++++ Estratto fornito

Bancarotte di società calcistiche, anche storiche e di grandi città, fidejussioni false o irregolari, mancati versamenti di contributi previdenziali, di retribuzioni e di imposte, illeciti o tentativi di illecito, la collocazione di società in una Serie professionistica a scapito di altre: queste le tipologie delle vicende in questione.

Laddove si dimostra, ancora una volta, come l’attività di vigilanza e controllo sulla corretta e sana gestione delle società di calcio o sia mancata o sia stata carente o, comunque, intempestiva.

E laddove, ancora una volta, si dimostra la fondatezza di quanto richiesto e proposto, da tempo e inascoltata, da Federsupporter, e non solo, come si dirà, proprio in tema di vigilanza e controllo.

A tale proposito, ricordo che, nell’ambito del voluminoso Dossier “Vogliamo che il calcio resti libero” predisposto da Federsupporter nel maggio 2015 ed allora sottoposto alle competenti Istituzioni, statali e sportive, uno specifico documento era dedicato alla natura, ruolo e doveri della CO.VI.SOC. ( Commissione di Vigilanza sulle Società Professionistiche).

Quest’ultima, cui, per delega del CONI alle Federazioni sportive nazionali, sono demandate le suddette funzioni di vigilanza e controllo, da esercitarsi mediante “appositi organismi tecnici”.

Organismo che, nel caso della FIGC, è stato, per l’appunto, individuato nella CoViSoc.

CoViSoc che, in quanto organismo interno alla FIGC e pure essendo un soggetto di diritto privato, svolge un’attività amministrativa, poiché “l’attività amministrativa è configurabile non solo quando l’amministrazione eserciti pubbliche funzioni e poteri autoritativi, ma anche quando essa ( nei limiti consentiti dall’ordinamento) persegua le proprie finalità istituzionali mediante un’attività sottoposta, in tutto o in parte, alla disciplina privata per i rapporti tra soggetti privati“ ( cfr. Consiglio di Stato, sentenza n. 4 del 22 marzo 1999).

Pertanto, circa il corretto esercizio dei poteri-doveri di vigilanza e controllo, tale corretto esercizio deve conformarsi ai “principi di legalità, imparzialità e buona amministrazione dettati dall’art. 97 Costituzione” ( cfr. Cassazione, sentenza n. 6681 del 23 marzo 2011).

Si tenga, inoltre, presente che, ai sensi dell’art. 13 della Legge n. 91/1981 (Norme in materia di rapporti tra società e sportivi professionisti), è espressamente attribuito alle Federazioni sportive nazionali il potere, in realtà il dovere, di denuncia al Tribunale, ex art. 2409 CC, nel caso di “fondato sospetto di gravi irregolarità nell’adempimento dei doveri degli amministratori e dei sindaci “.

++++++++
++++ Dati forniti

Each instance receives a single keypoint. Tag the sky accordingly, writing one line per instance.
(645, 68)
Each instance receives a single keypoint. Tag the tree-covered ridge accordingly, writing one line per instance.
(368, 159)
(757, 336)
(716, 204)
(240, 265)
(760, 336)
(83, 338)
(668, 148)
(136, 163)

++++++++

*Consegne*
**A.** Copia dal brano sulla vigilanza delle società di calcio il passo compreso tra "Quest’ultima, cui, per" e "individuato nella CoViSoc.", estremi inclusi.
**B.** Secondo il brano sulla vigilanza delle società di calcio, in quale mese e anno Federsupporter ha predisposto il dossier "Vogliamo che il calcio resti libero"?

*Risposte*
**A.**
Quest’ultima, cui, per delega del CONI alle Federazioni sportive nazionali, sono demandate le suddette funzioni di vigilanza e controllo, da esercitarsi mediante “appositi organismi tecnici”.

Organismo che, nel caso della FIGC, è stato, per l’appunto, individuato nella CoViSoc.

**B.** Nel maggio 2015.